Task brief: Word-for-word transcription: reproduce all of the data, but not the pictures.

Saved entries:

◆ ◆ ◆ ◆

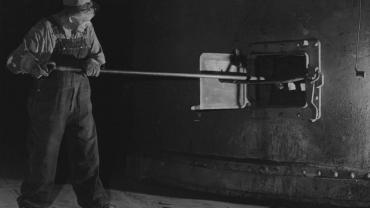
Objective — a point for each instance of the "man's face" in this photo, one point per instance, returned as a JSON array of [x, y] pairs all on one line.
[[83, 18]]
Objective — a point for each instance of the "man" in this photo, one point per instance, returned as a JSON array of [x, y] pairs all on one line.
[[59, 105]]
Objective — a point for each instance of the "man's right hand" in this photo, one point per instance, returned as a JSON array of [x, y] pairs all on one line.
[[31, 66]]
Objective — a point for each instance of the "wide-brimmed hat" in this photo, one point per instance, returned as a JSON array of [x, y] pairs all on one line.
[[80, 5]]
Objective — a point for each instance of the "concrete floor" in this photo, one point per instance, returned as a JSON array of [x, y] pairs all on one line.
[[9, 190]]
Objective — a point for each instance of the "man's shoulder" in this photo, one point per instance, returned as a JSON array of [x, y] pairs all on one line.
[[43, 25]]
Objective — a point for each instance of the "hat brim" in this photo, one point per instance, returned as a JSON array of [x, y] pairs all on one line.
[[85, 7]]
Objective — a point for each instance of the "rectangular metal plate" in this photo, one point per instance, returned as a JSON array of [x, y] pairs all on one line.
[[220, 95]]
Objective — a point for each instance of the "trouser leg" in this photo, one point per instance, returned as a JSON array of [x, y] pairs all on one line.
[[84, 157], [45, 135]]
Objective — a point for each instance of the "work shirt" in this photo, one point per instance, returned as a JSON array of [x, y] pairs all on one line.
[[40, 42]]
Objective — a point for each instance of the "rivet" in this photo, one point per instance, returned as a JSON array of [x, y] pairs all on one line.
[[352, 175], [336, 174], [367, 175]]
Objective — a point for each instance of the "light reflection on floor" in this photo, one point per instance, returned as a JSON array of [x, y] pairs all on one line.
[[9, 190]]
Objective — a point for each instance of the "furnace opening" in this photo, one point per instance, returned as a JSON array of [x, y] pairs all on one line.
[[278, 67]]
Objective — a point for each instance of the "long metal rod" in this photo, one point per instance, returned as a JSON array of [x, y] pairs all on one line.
[[236, 78]]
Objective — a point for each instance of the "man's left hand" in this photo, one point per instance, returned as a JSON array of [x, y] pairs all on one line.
[[92, 67]]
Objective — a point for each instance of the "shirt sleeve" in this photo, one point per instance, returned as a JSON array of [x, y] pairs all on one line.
[[96, 51], [37, 44]]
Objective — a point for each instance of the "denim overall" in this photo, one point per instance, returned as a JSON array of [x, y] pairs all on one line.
[[60, 108]]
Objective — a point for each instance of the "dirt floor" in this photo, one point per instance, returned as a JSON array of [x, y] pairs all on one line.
[[9, 190]]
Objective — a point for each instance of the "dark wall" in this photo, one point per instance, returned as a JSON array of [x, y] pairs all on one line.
[[170, 35]]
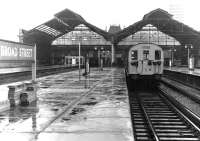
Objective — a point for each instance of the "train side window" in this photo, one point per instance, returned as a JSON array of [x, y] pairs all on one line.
[[145, 54], [157, 55], [134, 55]]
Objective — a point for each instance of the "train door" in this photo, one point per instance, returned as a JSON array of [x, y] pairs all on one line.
[[146, 66]]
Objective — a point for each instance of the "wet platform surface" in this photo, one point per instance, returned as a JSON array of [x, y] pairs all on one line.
[[185, 70], [92, 108], [22, 69]]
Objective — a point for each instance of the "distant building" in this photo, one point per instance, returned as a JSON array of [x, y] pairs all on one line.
[[114, 29]]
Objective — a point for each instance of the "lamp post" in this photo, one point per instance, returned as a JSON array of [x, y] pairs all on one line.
[[100, 61], [79, 59], [172, 50], [188, 47]]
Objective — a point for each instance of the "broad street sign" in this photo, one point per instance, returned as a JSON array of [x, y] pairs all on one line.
[[12, 51]]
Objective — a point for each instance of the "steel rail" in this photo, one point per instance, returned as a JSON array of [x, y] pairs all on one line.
[[148, 119]]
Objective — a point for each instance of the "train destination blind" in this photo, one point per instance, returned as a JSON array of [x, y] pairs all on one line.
[[16, 51]]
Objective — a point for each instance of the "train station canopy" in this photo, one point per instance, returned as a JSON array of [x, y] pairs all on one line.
[[62, 23], [66, 21]]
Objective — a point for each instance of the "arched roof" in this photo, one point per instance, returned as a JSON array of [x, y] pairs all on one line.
[[62, 23], [166, 24], [66, 20]]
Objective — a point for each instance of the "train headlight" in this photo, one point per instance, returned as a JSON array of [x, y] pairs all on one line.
[[134, 64], [159, 63], [154, 63], [149, 62]]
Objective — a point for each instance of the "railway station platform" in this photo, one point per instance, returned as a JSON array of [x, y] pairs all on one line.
[[184, 75], [24, 69], [68, 108]]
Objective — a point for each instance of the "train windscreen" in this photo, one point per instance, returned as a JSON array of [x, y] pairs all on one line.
[[157, 55], [134, 55]]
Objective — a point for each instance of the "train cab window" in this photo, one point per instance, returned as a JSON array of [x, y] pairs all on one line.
[[134, 55], [157, 55], [145, 54]]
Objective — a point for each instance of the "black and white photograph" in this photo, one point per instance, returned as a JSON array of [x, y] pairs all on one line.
[[106, 70]]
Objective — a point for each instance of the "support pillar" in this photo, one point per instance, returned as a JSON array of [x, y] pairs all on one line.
[[113, 54]]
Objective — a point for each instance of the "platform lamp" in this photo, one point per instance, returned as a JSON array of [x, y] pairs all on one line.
[[172, 50], [188, 47]]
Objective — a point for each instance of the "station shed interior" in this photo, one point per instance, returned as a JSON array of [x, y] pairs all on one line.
[[60, 37]]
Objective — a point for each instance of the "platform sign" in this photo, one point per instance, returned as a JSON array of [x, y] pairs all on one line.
[[11, 51]]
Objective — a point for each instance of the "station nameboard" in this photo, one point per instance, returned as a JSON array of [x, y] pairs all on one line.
[[11, 51]]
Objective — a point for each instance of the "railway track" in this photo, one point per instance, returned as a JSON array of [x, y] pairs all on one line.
[[154, 118]]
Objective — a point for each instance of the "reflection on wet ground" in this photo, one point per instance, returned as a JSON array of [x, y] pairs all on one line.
[[102, 115]]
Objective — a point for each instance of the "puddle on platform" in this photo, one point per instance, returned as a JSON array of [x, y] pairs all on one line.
[[76, 111], [89, 103], [66, 118]]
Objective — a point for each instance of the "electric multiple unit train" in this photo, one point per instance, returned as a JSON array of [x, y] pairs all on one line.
[[144, 62]]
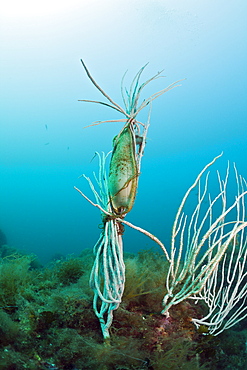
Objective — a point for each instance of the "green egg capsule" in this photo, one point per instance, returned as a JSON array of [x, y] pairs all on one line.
[[123, 174]]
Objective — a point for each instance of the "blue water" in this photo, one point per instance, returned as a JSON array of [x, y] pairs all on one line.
[[44, 148]]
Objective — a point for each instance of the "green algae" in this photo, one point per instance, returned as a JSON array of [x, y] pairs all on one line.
[[47, 320]]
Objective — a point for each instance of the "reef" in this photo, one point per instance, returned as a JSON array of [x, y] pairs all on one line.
[[47, 320]]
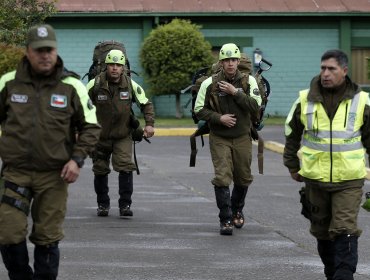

◆ ◆ ◆ ◆

Solved exercise:
Objective — a point for each instance of the "man's face" in this photo, one point per instance, returned as a JSON array of [x, y] pairs all on one line.
[[83, 18]]
Objective — a point for each instance of the "man" in this photo, one point per instance, returned as a JSON array of [x, y] pairs all on one line.
[[59, 105]]
Objective — a point for each instance of the "man's right hand" in this photo, one point per instance, returned as a JSON array of [x, y] pairs all on one line.
[[31, 66]]
Objective — a point for each instance of the "wide-brimmed hat" in this photo, one point per instance, returned as a JSON array of [x, y] pairs all on one line.
[[80, 5]]
Objective — a point for each instance of the "concrete floor" in this photo, one point per instance, returned as a JSON array of [x, y] pairs all on one line.
[[9, 190]]
Objective — a point for each instance of the "man's shoulder" in this photo, one point per instance, returned as a JSON array of [x, y] pairs all on one line.
[[43, 25]]
Objective — a point for each instance of the "hat brim" in this photo, one point per instance, returned as a JSON array of [x, y] pairs all on one line.
[[85, 7]]
Objective — a point for each instance of the "rectangular metal plate" in this photo, one point per instance, returned as a JSON array of [x, y] pairs all on one line.
[[220, 95]]
Objective — a point for each instance of the "trouser leg" in this photo, one point per instance, returned as a JSON array of [x, y] pairs all on one line.
[[84, 157], [45, 135]]
Objective — a point for each instance of the "work shirt" in this photo, one point per instance, returned as a JSON array of [x, y] pairs all on one line.
[[40, 42]]
Objective — a point for each instance of the "rivet" in this photo, one point per instance, returned as a JSON array of [x, y] pairs all on one line.
[[352, 175], [336, 174], [367, 175]]
Objective — a point for each instance of the "light reflection on floor" in this photo, one point per instance, returned as a JSON array of [x, y] pairs all on one line.
[[9, 190]]
Objective — a point for each instance of the "furnace opening" in this photo, one point per instance, returned as a JSON array of [x, y] pairs all on one line.
[[278, 67]]
Objective — a point for each instance of the "long metal rod" in this photo, one point per instance, returned as a JSON array of [x, y] pairs all on one line.
[[236, 78]]
Objective — a point for each instance of the "man's left hand" in this photo, one point per instance, returned as a JSON array of [x, y] pairs all on one line.
[[92, 67]]
Objective — a point for each instance of the "shirt sleeve" in this photo, one point per instance, returned as a JSON array of [x, y] pairs all on one line.
[[96, 51], [37, 44]]
Objective — a point for each instance of the "denim overall" in this photo, one point per instance, returned as a JSON array of [x, y] pairs all on one line.
[[60, 108]]
Objective — a point for each instance of the "dirt floor" in this photo, one point per instance, returned as a JSON array of [x, y] pairs all on one line.
[[9, 190]]
Objective — a point for each instance of the "dark wall" in this photo, one point per instance, returned as a JSON array of [x, y] pairs all on one line.
[[170, 35]]
Objective — a point for each instance of the "train side window" in this photo, one point per instance, returned as a JSON array of [x, y] pairs all on one line.
[[145, 54], [157, 55], [134, 55]]
Objective — a point for each instance of the "train door" in this photo, one point per instance, returned as a JSON array of [x, y] pairs all on one line.
[[146, 66]]
Objective — a point for each instance of the "wet platform surface" in this photo, one point per instance, returned as a JSON array of [x, y] pairs all on one line.
[[185, 70], [92, 108], [22, 69]]
Objective — a point for each instance of the "distant building" in this photo, one point per instance, returned as a JSON array of [x, y] pairs all on one line.
[[114, 29]]
Objective — a point for each instance of the "lamp post" in this photo, one point per instance, returned as a JSON array of [x, y] pairs all on one line.
[[100, 61], [79, 59], [172, 50], [188, 47]]
Objective — a point for each instance of the "broad street sign" in this photo, one point per instance, returned as a JSON array of [x, y] pairs all on one line.
[[12, 51]]
Objective — a point for each instance of the "steel rail" in this photo, one point per instance, returned as a JSON array of [x, y] pairs all on one line.
[[148, 119]]
Objective — a point for each instance of the "train destination blind" in this photo, one point per instance, returned as a JSON array of [x, y] pairs all on one line.
[[16, 51]]
Objective — a point for each instance of the "train station canopy" in this photo, one point per instance, returned as a JSON array of [x, y] pairs all on one line.
[[62, 23], [66, 21]]
Objective — a point for each instance of the "arched roof" in this photo, one point per instance, returned as a JSON array of [x, y] pairs all on one line.
[[62, 23], [166, 24], [66, 20]]
Objective — a point for each instance of the "train headlight" in this photo, one point per instance, returned as a JSON array of [x, y] pairs all on one line.
[[134, 64], [159, 63], [154, 63], [149, 62]]
Objective — a point for each instance of the "railway station platform" in this photo, one point per instance, returned as a JSON array of [x, y] pairs all on one line.
[[184, 75], [24, 69], [68, 108]]
Objective — a point for each instance of the "train windscreen" in this photo, one point per instance, returned as a JSON array of [x, y] pairs all on one line.
[[157, 55], [134, 55]]
Objective — a point for each instance of the "train cab window" in this photo, one point per instance, returned as a JSON array of [x, y] pairs all on one line.
[[134, 55], [157, 55], [145, 54]]
Objective — a point for each instance of the "black and white photograph" in this photo, one point per instance, returned as a JSON array of [x, y] pairs all on one line.
[[106, 70]]
Objective — a point for each instance of the "support pillar" in this photo, one point per instance, returned as a JSON array of [x, y] pairs all on one line.
[[113, 54]]
Objective — a point for each instance of the "platform lamp" in this photo, one point per instance, returned as a JSON array of [x, y] pairs all on one line.
[[172, 50], [188, 47]]
Objective — a point for each instance of the "station shed interior" in this photo, one point per instance, returned as a JSON array of [x, y] pairs all on one line.
[[60, 37]]
Objective — a point for each instance of the "platform sign" in this photo, one point per instance, returned as a JSON array of [x, y] pairs all on one line.
[[11, 51]]
Objective — a point for each instance of the "station nameboard" in this photo, one point per instance, returned as a JSON array of [x, y] pairs all on one line.
[[11, 51]]
Objective — a point for each instance of the "railway track" in this photo, one point per instance, returned as a JSON array of [x, y] pairs all on one line.
[[154, 118]]
Objective — a point for each instance of the "reflection on wet ground" in this photo, one point per instance, returned as a JSON array of [x, y] pairs all on one line.
[[102, 115]]
Objective — a point for each instance of the "puddle on platform" in this photo, one point per instance, returned as a JSON array of [x, y] pairs all on one line.
[[76, 111], [89, 103], [66, 118]]
Objective — a point for each instance of the "electric multiple unit train" in this photo, one point per instance, returned as a JSON array of [x, y] pairs all on one line.
[[144, 62]]
Objective — a point for each instance of the "green egg capsule" in this photo, one point per instance, returned as a JSON array of [x, y] pairs all on one line.
[[123, 174]]
Objective — a point for each instance of the "blue water" in this photo, one point per instance, returned as a JSON array of [x, y] pairs all on one line.
[[44, 148]]
Objective — a point for each instance of the "green algae" in this photo, one point per instance, returned as a JSON array of [x, y] pairs all on one line.
[[47, 320]]
Objective — a point for each instance of the "reef" in this photo, one point per instance, returned as a JSON array of [x, y] pairs all on one line.
[[47, 320]]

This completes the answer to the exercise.